Es scheint mir, dass in Süddeutschen Dialekten (besonders Bayerisch/Österreichisch) das B nicht nur devokalisiert wird, sondern  ganz verschwindet in Wörtern wie 'glauben', 'oben', 'eben' (jew. _glaum, oom, eem),_ oder zumindest ist das, was ich zu vernehmen glaube. Und unter dem Einfluss des verschwundenen B wird das N zu M, scheint's mir.


----------



## Kajjo

bearded man said:


> Es scheint mir, dass in Süddeutschen Dialekten (besonders Bayerisch/Österreichisch) das B nicht nur devokalisiert wird, sondern  ganz verschwindet in Wörtern wie 'glauben', 'oben', 'eben' (jew. _glaum, oom, eem),_ oder zumindest ist das, was ich zu vernehmen glaube. Und unter dem Einfluss des verschwundenen B wird das N zu M, scheint's mir.

Einträge zur Position von Bildobjekten

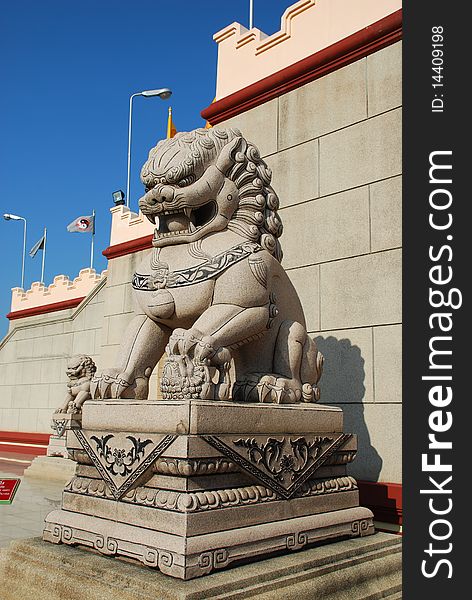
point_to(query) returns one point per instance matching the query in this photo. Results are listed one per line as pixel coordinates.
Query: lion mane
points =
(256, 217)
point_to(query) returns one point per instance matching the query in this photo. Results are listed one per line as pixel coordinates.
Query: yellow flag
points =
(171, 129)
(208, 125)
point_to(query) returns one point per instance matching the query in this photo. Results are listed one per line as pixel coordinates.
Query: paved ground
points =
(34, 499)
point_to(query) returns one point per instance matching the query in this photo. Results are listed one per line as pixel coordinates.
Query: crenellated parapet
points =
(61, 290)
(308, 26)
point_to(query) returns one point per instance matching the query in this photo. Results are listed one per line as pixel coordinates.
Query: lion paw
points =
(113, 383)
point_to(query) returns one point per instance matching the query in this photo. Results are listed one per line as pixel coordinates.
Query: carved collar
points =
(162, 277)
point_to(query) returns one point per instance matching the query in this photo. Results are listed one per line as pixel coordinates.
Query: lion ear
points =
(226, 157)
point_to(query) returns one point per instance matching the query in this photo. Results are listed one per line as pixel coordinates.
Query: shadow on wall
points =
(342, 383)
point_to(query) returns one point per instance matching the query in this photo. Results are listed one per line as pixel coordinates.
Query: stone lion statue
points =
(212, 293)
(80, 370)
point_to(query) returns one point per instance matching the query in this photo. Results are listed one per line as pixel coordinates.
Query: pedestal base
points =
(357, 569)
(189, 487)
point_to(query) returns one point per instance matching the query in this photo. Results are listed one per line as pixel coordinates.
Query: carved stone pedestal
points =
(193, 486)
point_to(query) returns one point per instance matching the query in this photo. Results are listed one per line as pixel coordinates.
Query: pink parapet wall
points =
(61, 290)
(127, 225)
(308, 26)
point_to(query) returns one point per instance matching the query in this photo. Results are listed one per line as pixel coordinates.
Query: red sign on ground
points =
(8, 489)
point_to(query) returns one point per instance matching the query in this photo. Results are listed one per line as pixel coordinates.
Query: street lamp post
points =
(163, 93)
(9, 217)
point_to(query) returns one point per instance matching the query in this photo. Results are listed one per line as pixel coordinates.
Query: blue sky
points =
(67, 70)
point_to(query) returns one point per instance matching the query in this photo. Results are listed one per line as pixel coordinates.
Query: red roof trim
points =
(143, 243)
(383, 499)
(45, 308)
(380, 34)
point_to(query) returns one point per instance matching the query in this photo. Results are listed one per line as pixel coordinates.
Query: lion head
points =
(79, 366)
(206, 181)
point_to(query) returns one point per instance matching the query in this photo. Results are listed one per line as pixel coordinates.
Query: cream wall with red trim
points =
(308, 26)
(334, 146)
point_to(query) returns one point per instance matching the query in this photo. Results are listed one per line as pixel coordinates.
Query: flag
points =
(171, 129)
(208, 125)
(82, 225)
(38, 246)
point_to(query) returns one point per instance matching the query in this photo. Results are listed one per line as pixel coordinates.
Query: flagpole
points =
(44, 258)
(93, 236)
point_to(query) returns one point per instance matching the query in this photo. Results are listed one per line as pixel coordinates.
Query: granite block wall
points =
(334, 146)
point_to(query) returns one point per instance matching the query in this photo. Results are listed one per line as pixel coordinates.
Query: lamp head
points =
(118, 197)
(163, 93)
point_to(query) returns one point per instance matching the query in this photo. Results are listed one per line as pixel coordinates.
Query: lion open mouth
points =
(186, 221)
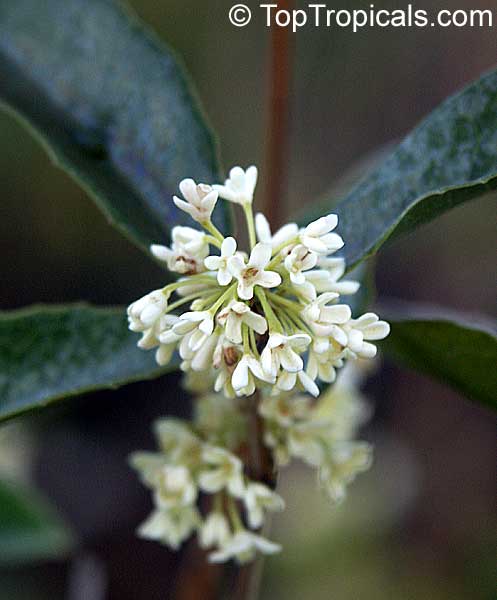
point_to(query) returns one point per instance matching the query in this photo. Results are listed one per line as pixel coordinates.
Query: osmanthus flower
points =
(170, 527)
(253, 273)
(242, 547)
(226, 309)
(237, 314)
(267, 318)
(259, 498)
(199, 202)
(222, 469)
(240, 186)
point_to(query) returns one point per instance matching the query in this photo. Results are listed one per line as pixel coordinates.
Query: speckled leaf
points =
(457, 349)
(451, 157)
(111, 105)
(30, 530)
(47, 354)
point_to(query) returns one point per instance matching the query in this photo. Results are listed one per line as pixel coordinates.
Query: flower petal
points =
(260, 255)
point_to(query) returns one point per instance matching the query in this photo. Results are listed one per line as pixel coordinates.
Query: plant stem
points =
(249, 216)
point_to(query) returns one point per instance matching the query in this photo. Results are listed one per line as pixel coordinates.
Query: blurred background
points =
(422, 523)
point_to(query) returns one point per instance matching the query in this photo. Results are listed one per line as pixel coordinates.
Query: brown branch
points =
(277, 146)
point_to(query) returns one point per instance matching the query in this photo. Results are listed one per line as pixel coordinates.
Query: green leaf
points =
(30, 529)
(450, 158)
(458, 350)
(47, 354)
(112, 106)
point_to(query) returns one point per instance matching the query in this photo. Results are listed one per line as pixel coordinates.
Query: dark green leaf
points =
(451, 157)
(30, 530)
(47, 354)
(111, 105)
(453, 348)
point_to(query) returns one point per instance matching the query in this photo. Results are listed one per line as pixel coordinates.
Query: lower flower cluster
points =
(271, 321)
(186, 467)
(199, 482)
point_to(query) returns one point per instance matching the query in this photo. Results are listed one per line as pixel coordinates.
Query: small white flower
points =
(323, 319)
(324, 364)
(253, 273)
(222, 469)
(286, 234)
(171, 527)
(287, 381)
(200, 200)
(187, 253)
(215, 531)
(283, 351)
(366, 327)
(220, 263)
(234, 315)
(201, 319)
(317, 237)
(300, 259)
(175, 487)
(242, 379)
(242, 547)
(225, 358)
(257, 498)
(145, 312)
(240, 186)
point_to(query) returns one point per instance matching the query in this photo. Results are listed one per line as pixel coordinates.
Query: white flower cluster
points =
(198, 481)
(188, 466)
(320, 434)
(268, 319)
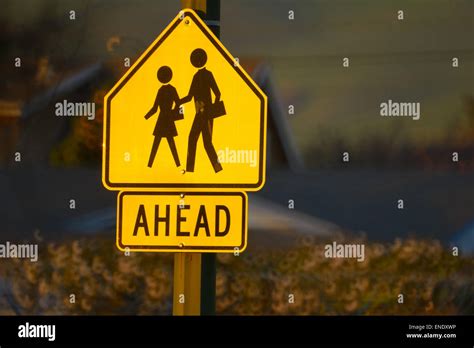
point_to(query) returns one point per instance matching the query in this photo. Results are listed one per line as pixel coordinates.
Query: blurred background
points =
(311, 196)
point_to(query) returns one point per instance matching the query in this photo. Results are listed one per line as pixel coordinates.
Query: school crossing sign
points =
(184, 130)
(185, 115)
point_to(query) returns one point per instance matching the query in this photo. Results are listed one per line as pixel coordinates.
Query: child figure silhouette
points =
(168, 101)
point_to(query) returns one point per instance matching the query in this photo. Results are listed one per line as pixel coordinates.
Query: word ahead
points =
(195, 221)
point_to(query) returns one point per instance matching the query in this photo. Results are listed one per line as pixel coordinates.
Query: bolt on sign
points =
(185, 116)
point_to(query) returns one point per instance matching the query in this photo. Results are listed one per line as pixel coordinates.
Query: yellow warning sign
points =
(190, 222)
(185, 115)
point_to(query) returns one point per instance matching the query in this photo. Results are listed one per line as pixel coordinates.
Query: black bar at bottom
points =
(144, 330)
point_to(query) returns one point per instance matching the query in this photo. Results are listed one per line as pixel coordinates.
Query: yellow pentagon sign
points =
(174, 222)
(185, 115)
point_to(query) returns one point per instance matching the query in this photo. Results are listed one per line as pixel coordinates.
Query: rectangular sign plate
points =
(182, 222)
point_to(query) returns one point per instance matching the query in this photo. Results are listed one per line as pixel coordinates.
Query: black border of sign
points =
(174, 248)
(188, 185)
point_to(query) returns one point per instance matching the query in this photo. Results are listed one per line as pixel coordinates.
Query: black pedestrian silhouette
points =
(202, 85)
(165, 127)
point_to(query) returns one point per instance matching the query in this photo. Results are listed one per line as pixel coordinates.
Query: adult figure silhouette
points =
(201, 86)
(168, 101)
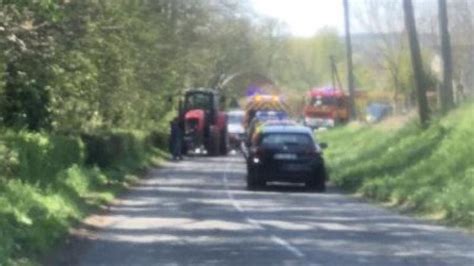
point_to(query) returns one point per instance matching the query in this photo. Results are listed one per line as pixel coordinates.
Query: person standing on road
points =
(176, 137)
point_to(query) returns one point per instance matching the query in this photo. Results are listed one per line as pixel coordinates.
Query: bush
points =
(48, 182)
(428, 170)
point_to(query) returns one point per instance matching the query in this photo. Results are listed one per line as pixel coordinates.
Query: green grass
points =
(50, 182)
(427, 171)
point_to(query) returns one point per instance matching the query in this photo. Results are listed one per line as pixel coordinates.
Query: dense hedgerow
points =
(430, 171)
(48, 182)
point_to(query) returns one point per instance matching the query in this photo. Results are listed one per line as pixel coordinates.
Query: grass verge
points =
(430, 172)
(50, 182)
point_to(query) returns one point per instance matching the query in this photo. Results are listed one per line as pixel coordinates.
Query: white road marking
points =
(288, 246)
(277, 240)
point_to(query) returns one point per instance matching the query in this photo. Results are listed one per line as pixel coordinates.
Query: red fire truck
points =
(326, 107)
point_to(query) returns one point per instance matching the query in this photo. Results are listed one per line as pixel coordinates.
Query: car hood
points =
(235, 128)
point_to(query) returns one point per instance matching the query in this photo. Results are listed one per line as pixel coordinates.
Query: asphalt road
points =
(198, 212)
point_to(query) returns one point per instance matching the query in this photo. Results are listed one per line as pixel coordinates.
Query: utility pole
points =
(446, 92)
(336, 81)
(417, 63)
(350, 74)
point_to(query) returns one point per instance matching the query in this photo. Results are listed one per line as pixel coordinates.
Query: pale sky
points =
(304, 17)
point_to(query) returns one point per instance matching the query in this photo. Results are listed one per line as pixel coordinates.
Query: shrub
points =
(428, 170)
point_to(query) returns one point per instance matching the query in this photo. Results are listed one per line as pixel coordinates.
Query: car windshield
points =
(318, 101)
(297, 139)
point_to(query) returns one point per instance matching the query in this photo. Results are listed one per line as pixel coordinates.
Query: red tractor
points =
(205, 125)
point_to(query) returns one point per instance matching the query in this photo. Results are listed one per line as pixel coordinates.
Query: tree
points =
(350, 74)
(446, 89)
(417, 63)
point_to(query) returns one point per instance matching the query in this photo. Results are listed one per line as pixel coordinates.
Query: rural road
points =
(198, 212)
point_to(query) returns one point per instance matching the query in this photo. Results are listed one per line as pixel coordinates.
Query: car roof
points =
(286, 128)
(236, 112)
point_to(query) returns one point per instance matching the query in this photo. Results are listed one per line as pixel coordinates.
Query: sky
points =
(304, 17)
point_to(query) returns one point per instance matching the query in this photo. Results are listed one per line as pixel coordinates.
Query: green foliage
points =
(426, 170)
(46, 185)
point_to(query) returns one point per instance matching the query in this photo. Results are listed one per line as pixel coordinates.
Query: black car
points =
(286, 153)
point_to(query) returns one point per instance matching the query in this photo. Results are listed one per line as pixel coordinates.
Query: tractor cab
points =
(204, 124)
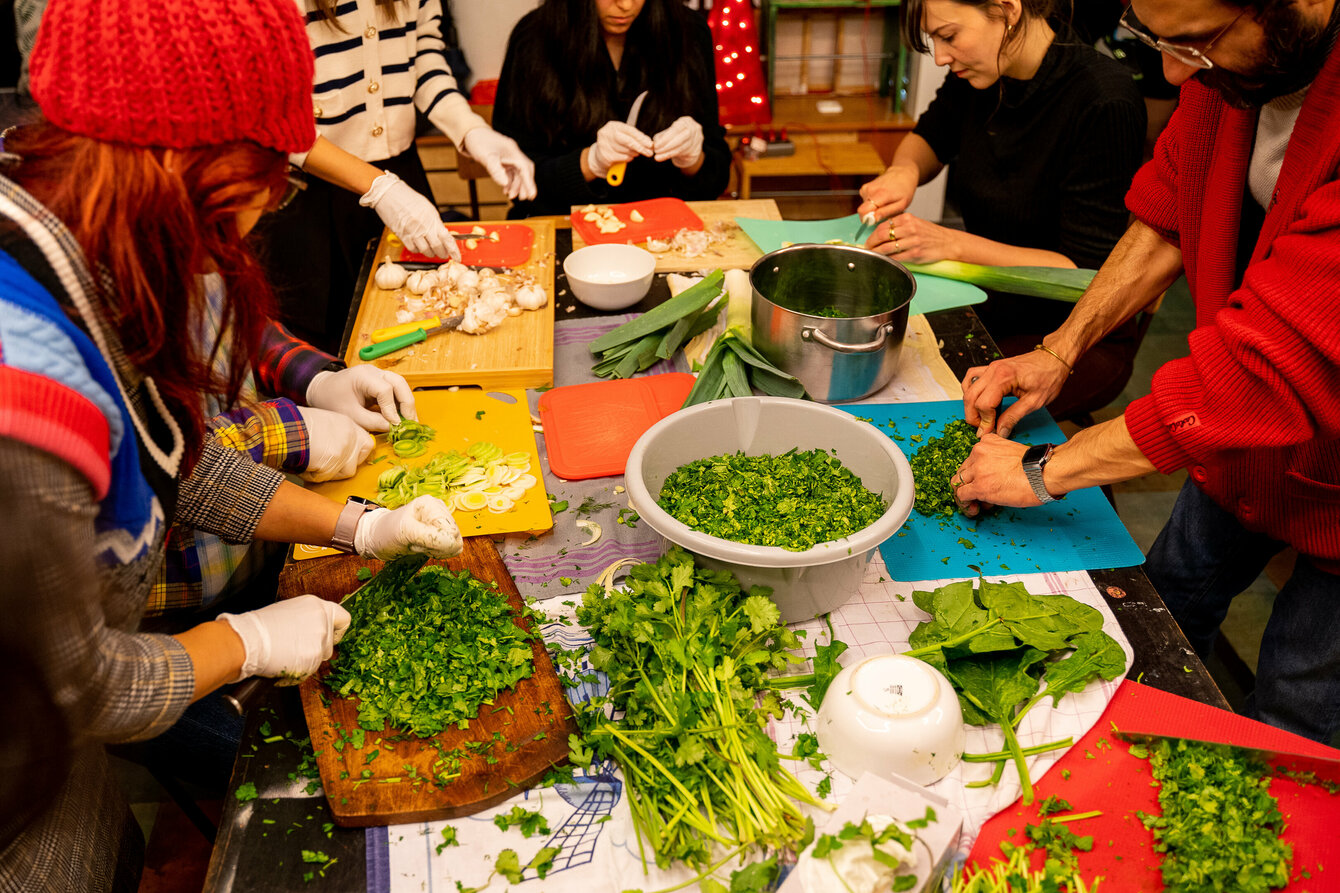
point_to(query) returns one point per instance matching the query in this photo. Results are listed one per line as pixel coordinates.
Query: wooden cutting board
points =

◆ Arbeitsanweisungen ◆
1. Sammle alle Zeilen aus den Einträgen, in denen die Zeichenfolge "trim" vorkommt, und schreib sie unverändert ab. Achte dabei auf Groß- und Kleinschreibung.
2. Schreib die Fortsetzung des Textes über das Verschwinden des B in bairischen und österreichischen Dialekten, beginnend nach seinem letzten Satz.

◆ Lösungen ◆
1.
Query: red roof trim
Query: cream wall with red trim

2.
Das kann in einigen Dialekten der Fall sein. Mit Mundart kenne ich mich nicht so aus und empfinde sie oftmals gar als schwer verständlich. Ich spreche Hochdeutsch.


----------



## Kajjo

berndf said:


> Die Frage ist, wie gerade oben schon gesagt, nicht ob ein _d_ da ist, sondern wie es realisiert ist. Die Phonemsequenz [ndn] ist in der Tat etwas eigen.


Danke für die Erläuterung.



> Hier sprechen zwei der drei Sprecher "finden" [ˈfɪndn̩] aus


Beide Versionen empfinde ich als völlig in Ordnung.


----------



## berndf

Kajjo said:


> Beide Versionen empfinde ich als völlig in Ordnung.


Sehe ich auch so. Die zu klärende Frage wäre dann, ob Bartlebys Aussprache tatsächlich glottalisiert ist. Wenn ja, dann wäre diese Glottalsierung als standardsprachlich anzusehen.


----------



## Kajjo

berndf said:


> Sehe ich auch so. Die zu klärende Frage wäre dann, ob Bartlebys Aussprache tatsächlich glottalisiert ist. Wenn ja, dann wäre diese Glottalsierung als standardsprachlich anzusehen.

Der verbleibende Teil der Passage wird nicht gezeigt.